### Lesetext
Tabelle 1: Anteile der einzelnen Energieträger an der Stromerzeugung der Bundesrepublik Deutschland 2017

Tabelle siehe PDF!

Bekanntlich kann bei den Regenerativen, vor allem bei Wind und Sonne, die Stromerzeugung sehr stark schwanken. Zum Ausgleich gegenüber der Stromnachfrage gibt es drei Instrumente:

- Stromspeicher, langfristig das wichtigste Instrument: Forschung hierzu und ihr Ausbau müssten vordringliche Ziele sein;

- Nachfragelast-Management: Gesteuerte Verlegung der Stromnachfrage in Zeiten eines hohen Angebotes;

- Andere Kraftwerke füllen die Lücke.

Sehr gut als „Lückenfüller“ geeignet sind moderne Gaskraftwerke, die in Minuten hoch- und heruntergefahren werden können. Zudem haben sie einen hohen Wirkungsgrad: Sie wandeln 60 Prozent der im Gas steckenden Energie in Strom um, Kohlekraftwerke dagegen nur 40 Prozent. Das macht sich auch im Unterschied der oben angegebenen Emissionsfaktoren bemerkbar. Gaskraftwerke sind also ideal als Ergänzung zum regenerativ erzeugten Strom – solange es nicht ausreichende Stromspeicherkapazitäten gibt! Dagegen sind vor allem Atom- und Braunkohlekraftwerke völlig unflexibel in ihrer Fahrweise. Anfahren und abschalten dauert viele Stunden bis Tage. Atom und Kohle können also die Schwankungen beim benötigten Reststrom nicht zeitgerecht ausgleichen.

### Vorliegendes Material
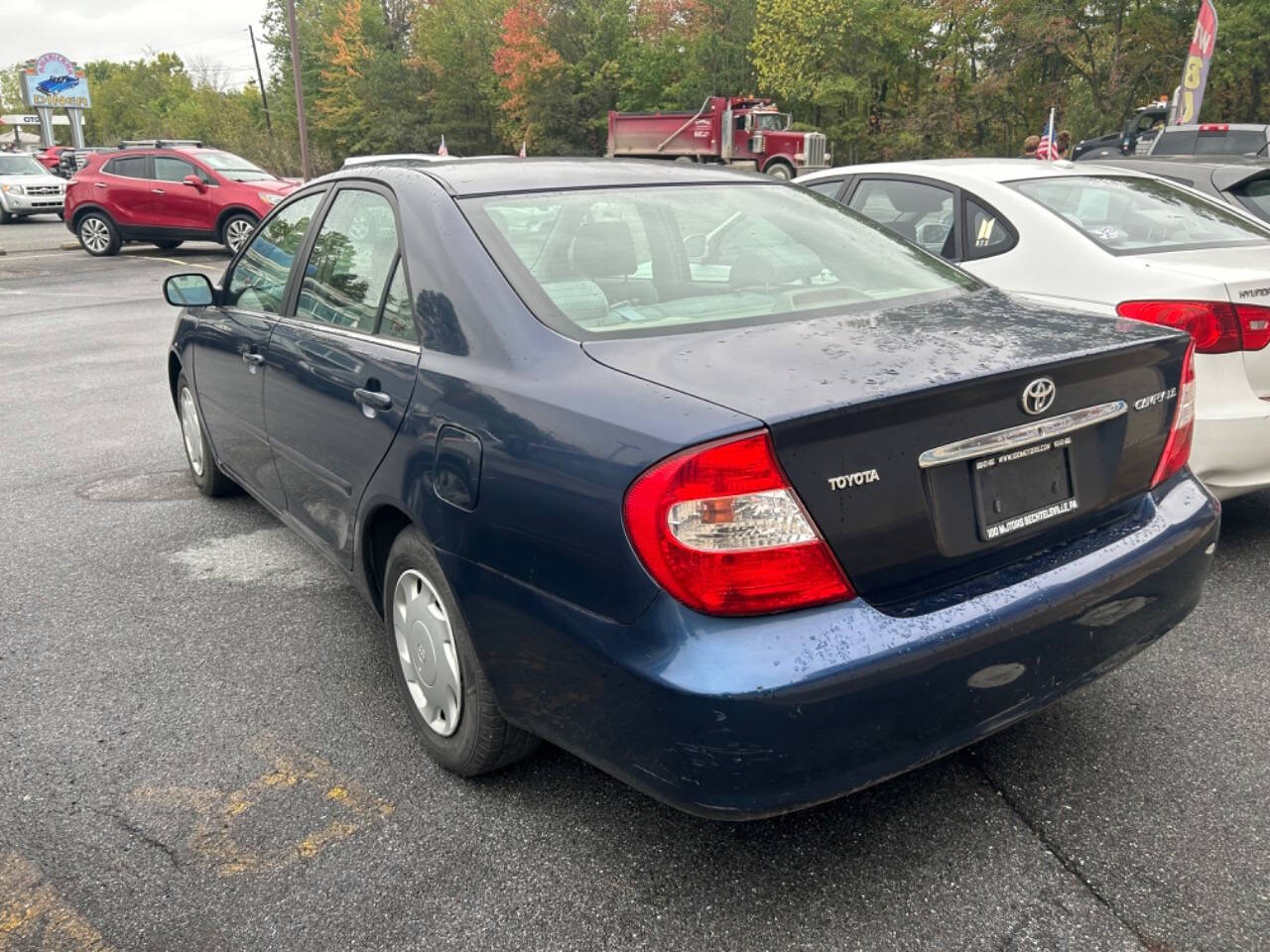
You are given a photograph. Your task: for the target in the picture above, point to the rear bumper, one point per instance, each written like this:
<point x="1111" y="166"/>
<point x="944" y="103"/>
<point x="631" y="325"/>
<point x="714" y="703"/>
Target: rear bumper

### Zu erledigen A
Beantworte anhand des Lesetexts über Stromerzeugung und Gaskraftwerke diese Fragen:
(i) Welches Instrument zum Ausgleich gegenüber der Stromnachfrage gilt langfristig als das wichtigste?
(ii) Wie viel Prozent der im Gas steckenden Energie wandeln moderne Gaskraftwerke in Strom um?
(iii) Wie lange dauert das Anfahren und Abschalten bei Atom- und Braunkohlekraftwerken?
### Zu erledigen B
Schreib die gesamte Auflistung neu und setze dabei überall „front bumper“ anstelle von „rear bumper“ ein, ohne sonst etwas zu ändern. Die Bilder gehören nicht in die Antwort.

### Endergebnis A
(i) Stromspeicher
(ii) 60 Prozent
(iii) Viele Stunden bis Tage

### Endergebnis B
You are given a photograph. Your task: for the target in the picture above, point to the front bumper, one point per instance, each written like this:
<point x="1111" y="166"/>
<point x="944" y="103"/>
<point x="631" y="325"/>
<point x="714" y="703"/>
Target: front bumper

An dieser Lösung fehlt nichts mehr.